The 1-by-2 matrix of doubles `ul` contains the primal objective value `c'*x` and the dual objective value `-trace(F_0*Z`).

The entries of `options` are respectively:

• `nu`: a real parameter which controls the rate of convergence.

• `abstol`: absolute tolerance. The absolute tolerance cannot be lower than 1.0e-8, that is, the absolute tolerance used in the algorithm is the maximum of the user-defined tolerance and the constant tolerance 1.0e-8.

• `reltol`: relative tolerance (has a special meaning when negative).

• `tv`: the target value, only referenced if `reltol < 0`.

• `maxiters`: the maximum number of iterations, a positive integer value.

On output, the `info` variable contains the status of the execution.

• `info=1` if maxiters exceeded,

• `info=2` if absolute accuracy is reached,

• `info=3` if relative accuracy is reached,

• `info=4` if target value is reached,

• `info=5` if target value is not achievable;

• negative values indicate errors.

### Material provided
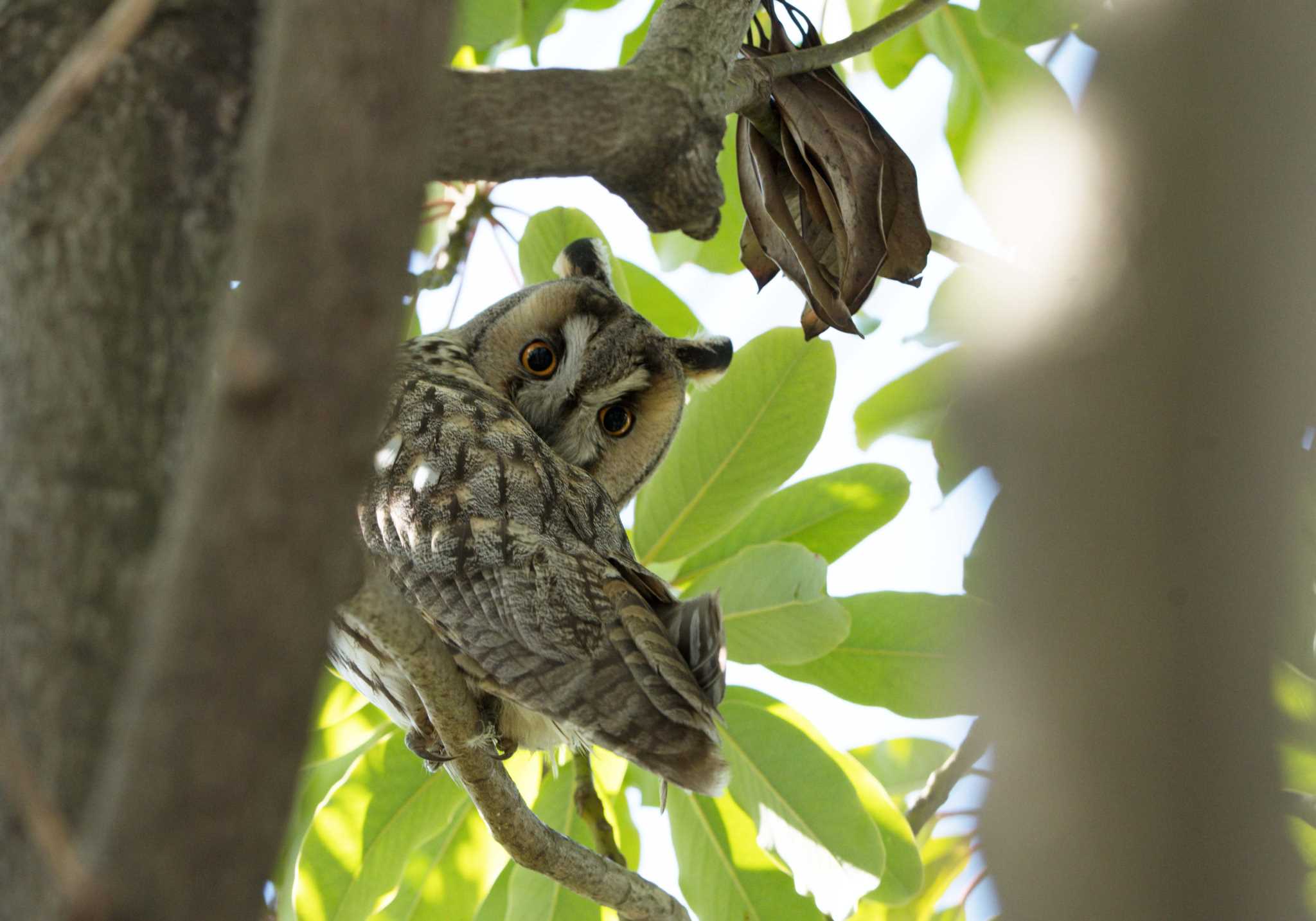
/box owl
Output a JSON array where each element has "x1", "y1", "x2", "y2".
[{"x1": 329, "y1": 240, "x2": 732, "y2": 796}]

### Aim 1
Reproduce everything in the solver documentation from "The entries of" down to "constant tolerance 1.0e-8.".
### Aim 2
In the solver documentation, what is the lowest value the absolute tolerance can have?

### Exercise response 1
The entries of `options` are respectively:

• `nu`: a real parameter which controls the rate of convergence.

• `abstol`: absolute tolerance. The absolute tolerance cannot be lower than 1.0e-8, that is, the absolute tolerance used in the algorithm is the maximum of the user-defined tolerance and the constant tolerance 1.0e-8.

### Exercise response 2
1.0e-8